READING TEXT >>
++++++++++++++++++++
Disclaimer: I have emailed their help-desk about this issue but am not very sure if I will get the exact replies from looking for or something sooner, so I am seeking for suggestions here.
Recently I have got hold of DCC data from EBI EGA archive and decrypted the data of the RNA-Seq to rsem.bam files. Since for our study throughout we are using Salmon for quantification, my first approach was to pull out transcript counts for all these data using the RSEM transcript.fa
file from these bam files. Salmon
can in fact pull out transcript counts from bam files as well. However, I realized that the reference genome that was used was not compatible with what we have generated in our lab for daily use. So my next approach is to convert them to paired-end fastq
files (this study tells that the data is 100 bp
read length and paired, bwa-0.6.2
was used for alignment and RSEM
for quantification). However while I was using bedtools bamToFastq
to convert these bam files to fastq I encountered several warnings.
command to make paired-end fastq from one of the bam of this study.
/path/bin/bamToFastq -i ICGCDBDE20131122025.rsem.bam -fq ICGCDBDE20131122025_R1.fq -fq2 ICGCDBDE20131122025_R2.fq
Error warnings:
*****WARNING: Query D81P8DQ1:173:C2KJBACXX:3:1114:10219:17395 is marked as paired, but its mate does not occur next to it in your BAM file. Skipping.
*****WARNING: Query D81P8DQ1:173:C2KJBACXX:3:1114:7989:32467 is marked as paired, but its mate does not occur next to it in your BAM file. Skipping.
*****WARNING: Query D81P8DQ1:173:C2KJBACXX:3:1114:16102:34451 is marked as paired, but its mate does not occur next to it in your BAM file. Skipping.
*****WARNING: Query D81P8DQ1:173:C2KJBACXX:3:1114:4102:58370 is marked as paired, but its mate does not occur next to it in your BAM file. Skipping.
*****WARNING: Query D81P8DQ1:173:C2KJBACXX:3:1114:16112:61331 is marked as paired, but its mate does not occur next to it in your BAM file. Skipping.
I also used the samtools flag check to confirm that these bams are paired-end by using the below command
samtools view -c -f 1 ICGCDBDE20131122025.rsem.bam # this should tell me if the read are paired-end or not in this bam file.
++++++++++++++++++++
DATASET RECORDS >>
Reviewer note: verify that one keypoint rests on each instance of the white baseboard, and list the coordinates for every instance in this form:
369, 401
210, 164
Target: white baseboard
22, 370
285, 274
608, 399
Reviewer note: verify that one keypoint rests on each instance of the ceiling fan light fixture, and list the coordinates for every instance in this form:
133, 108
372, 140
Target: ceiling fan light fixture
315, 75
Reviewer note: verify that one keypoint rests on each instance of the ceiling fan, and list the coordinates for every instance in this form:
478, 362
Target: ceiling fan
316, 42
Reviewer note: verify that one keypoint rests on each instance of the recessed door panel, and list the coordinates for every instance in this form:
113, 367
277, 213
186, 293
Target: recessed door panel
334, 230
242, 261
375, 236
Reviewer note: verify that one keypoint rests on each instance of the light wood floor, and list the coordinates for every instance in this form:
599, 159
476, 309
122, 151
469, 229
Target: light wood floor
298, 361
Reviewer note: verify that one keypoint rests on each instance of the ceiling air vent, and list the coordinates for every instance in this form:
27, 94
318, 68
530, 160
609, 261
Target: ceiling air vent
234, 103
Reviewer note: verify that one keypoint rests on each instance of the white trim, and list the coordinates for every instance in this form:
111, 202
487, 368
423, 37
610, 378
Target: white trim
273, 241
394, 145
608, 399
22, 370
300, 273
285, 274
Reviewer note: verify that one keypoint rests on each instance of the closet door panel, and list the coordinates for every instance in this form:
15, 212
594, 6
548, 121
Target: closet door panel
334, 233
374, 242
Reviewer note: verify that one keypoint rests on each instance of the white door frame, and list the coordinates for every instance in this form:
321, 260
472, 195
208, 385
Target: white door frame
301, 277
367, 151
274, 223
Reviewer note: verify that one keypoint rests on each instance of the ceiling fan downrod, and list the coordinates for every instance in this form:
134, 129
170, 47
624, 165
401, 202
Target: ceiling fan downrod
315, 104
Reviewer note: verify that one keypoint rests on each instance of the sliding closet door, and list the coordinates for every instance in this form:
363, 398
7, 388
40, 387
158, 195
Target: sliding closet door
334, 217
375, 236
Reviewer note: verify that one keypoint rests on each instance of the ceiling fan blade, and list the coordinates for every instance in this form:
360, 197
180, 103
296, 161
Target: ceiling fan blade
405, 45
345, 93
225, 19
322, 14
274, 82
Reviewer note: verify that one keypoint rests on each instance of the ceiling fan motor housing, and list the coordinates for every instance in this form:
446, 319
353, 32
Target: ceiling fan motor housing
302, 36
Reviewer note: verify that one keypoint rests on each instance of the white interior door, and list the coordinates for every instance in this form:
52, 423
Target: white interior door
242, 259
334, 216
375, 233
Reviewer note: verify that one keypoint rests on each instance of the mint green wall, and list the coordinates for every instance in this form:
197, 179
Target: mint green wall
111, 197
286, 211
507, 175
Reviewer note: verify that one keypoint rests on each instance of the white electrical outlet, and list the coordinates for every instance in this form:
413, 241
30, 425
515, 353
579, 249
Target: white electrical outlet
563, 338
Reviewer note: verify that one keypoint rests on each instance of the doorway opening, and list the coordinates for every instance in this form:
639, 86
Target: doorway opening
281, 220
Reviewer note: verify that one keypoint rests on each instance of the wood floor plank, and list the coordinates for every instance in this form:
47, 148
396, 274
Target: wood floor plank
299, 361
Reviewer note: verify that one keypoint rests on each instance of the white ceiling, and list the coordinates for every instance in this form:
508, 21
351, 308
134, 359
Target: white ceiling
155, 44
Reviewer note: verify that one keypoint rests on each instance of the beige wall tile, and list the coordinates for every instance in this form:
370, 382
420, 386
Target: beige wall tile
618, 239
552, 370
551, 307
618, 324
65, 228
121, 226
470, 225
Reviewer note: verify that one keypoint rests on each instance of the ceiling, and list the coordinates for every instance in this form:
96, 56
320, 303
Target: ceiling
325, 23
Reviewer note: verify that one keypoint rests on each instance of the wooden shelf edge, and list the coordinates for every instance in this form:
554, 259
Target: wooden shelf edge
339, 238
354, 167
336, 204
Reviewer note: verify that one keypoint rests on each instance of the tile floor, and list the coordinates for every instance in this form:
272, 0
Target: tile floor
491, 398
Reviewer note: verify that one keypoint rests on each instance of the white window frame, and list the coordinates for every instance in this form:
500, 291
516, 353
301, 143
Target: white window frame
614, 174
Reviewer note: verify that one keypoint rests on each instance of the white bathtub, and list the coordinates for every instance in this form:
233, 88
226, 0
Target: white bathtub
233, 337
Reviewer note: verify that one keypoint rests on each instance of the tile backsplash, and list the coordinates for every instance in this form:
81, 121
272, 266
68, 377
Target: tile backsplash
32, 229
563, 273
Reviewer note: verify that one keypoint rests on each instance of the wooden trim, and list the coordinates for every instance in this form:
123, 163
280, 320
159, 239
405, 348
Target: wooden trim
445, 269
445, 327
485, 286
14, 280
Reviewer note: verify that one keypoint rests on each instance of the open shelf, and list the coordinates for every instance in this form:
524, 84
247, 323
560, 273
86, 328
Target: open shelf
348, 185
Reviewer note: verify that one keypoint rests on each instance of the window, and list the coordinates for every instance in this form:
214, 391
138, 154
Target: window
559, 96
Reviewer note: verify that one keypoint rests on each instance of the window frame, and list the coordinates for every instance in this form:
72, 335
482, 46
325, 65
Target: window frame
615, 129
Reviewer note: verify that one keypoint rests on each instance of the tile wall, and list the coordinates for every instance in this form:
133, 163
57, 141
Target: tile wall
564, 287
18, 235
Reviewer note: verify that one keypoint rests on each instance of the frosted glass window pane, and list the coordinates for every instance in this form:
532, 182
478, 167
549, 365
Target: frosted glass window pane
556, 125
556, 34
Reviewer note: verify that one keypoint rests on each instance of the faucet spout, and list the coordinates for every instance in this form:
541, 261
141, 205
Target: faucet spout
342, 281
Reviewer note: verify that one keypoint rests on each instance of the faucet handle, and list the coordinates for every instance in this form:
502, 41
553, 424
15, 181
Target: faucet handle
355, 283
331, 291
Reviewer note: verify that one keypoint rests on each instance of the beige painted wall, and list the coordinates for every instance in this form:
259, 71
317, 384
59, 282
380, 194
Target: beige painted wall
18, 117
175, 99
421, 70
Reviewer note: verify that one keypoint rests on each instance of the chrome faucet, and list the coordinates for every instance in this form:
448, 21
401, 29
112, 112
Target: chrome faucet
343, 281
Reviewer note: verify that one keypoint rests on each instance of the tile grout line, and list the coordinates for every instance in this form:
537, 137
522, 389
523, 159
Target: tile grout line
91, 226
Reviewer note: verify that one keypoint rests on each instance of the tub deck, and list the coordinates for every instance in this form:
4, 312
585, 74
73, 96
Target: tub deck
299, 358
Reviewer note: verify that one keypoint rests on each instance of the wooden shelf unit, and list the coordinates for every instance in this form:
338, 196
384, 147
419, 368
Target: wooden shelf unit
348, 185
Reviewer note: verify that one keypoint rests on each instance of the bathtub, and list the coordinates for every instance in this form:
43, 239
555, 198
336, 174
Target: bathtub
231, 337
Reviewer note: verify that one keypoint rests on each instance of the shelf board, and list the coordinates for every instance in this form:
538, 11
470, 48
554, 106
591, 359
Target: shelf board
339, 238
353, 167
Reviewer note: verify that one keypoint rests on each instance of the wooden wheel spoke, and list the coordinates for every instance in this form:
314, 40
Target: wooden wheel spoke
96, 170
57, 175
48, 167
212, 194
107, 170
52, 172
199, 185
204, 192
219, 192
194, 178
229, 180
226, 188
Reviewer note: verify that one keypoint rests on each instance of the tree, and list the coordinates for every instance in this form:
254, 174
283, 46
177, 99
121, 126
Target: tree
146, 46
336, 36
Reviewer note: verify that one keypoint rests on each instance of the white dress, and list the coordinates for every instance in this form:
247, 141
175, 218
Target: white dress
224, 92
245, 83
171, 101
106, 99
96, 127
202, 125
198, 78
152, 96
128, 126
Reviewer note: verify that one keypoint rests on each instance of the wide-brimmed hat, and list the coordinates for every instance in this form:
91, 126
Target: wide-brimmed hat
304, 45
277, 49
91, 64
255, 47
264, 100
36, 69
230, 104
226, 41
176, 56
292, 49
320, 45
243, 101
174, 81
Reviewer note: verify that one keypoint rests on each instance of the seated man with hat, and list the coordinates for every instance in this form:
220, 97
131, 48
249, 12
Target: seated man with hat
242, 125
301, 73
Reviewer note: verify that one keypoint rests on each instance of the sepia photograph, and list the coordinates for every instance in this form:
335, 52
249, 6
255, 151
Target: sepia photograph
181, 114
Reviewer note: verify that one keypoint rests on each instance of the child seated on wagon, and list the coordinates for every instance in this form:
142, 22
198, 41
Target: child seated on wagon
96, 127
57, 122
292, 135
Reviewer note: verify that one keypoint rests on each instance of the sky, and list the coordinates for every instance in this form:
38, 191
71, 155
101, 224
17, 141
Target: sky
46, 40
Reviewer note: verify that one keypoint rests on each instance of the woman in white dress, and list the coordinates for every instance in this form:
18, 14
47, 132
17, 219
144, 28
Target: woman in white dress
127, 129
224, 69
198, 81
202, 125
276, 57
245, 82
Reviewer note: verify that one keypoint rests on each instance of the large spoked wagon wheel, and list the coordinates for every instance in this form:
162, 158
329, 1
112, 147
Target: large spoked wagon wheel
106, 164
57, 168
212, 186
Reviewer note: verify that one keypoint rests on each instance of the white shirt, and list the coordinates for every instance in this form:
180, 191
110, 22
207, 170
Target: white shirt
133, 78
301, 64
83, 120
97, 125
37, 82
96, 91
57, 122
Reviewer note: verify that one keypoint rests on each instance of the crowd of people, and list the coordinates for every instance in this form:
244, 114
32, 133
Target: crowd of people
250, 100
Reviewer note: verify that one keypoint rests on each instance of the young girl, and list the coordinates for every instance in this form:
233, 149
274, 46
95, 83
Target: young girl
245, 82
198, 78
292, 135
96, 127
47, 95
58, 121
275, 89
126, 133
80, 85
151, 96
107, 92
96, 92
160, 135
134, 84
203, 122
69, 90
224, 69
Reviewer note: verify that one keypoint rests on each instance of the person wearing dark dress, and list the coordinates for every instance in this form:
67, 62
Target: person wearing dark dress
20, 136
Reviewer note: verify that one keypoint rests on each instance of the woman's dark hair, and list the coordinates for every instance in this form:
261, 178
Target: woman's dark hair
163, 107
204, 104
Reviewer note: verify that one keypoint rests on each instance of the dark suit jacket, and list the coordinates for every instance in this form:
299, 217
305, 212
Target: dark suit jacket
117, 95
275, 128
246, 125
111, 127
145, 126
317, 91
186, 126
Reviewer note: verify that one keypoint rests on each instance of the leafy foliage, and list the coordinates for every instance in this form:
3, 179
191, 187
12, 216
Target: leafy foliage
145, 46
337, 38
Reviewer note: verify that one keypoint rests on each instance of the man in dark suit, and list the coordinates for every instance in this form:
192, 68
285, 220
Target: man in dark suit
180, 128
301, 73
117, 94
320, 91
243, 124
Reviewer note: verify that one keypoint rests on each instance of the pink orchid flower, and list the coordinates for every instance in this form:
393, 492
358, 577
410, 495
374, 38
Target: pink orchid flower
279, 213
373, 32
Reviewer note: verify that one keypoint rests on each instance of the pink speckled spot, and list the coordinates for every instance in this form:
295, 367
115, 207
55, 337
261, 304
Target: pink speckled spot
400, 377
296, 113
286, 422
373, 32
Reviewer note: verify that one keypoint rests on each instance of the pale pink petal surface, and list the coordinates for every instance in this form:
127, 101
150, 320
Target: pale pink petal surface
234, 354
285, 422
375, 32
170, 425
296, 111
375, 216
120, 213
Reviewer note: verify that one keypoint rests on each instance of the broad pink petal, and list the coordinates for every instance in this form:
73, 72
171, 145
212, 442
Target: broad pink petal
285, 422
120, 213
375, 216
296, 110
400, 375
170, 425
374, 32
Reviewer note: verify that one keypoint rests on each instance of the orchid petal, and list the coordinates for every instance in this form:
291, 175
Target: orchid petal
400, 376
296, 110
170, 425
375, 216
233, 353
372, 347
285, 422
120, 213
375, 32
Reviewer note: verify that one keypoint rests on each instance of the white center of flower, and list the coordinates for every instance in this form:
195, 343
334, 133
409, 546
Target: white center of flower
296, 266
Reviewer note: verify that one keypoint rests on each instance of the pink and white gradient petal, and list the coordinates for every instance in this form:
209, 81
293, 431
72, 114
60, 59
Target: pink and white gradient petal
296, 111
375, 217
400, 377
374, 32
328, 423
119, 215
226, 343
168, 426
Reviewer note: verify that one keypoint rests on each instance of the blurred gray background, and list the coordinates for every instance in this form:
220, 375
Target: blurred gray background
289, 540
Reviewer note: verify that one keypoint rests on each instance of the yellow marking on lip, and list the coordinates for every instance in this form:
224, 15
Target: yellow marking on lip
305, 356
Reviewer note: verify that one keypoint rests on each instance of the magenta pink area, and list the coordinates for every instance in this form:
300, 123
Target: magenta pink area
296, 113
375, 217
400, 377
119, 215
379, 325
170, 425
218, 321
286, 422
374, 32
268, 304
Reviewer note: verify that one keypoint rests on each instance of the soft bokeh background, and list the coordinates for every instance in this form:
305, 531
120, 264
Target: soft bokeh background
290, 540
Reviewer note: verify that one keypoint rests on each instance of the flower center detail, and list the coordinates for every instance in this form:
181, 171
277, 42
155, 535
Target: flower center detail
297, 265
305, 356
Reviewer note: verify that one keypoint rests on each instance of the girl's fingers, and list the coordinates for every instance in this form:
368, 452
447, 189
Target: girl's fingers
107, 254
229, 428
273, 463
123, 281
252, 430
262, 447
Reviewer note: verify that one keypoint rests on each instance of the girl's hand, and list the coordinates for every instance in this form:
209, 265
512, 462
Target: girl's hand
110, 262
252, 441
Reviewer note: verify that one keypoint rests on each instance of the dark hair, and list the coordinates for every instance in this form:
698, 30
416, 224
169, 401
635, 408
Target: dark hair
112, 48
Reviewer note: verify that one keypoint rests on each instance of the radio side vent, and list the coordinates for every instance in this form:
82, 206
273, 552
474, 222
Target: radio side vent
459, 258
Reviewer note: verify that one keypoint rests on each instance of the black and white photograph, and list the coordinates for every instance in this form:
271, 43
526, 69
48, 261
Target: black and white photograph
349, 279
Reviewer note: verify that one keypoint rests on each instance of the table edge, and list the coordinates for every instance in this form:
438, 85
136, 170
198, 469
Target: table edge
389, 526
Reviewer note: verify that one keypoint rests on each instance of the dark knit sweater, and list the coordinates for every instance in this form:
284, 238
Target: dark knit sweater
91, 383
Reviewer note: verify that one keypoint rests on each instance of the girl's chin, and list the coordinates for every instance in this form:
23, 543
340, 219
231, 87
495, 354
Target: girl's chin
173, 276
++++++++++++++++++++
DIRECTIONS FOR THIS TASK >> In the forum post about converting BAM files to FASTQ, copy the passage from "Recently I have" to "of this study.".

ANSWER SPACE >>
Recently I have got hold of DCC data from EBI EGA archive and decrypted the data of the RNA-Seq to rsem.bam files. Since for our study throughout we are using Salmon for quantification, my first approach was to pull out transcript counts for all these data using the RSEM transcript.fa
file from these bam files. Salmon
can in fact pull out transcript counts from bam files as well. However, I realized that the reference genome that was used was not compatible with what we have generated in our lab for daily use. So my next approach is to convert them to paired-end fastq
files (this study tells that the data is 100 bp
read length and paired, bwa-0.6.2
was used for alignment and RSEM
for quantification). However while I was using bedtools bamToFastq
to convert these bam files to fastq I encountered several warnings.
command to make paired-end fastq from one of the bam of this study.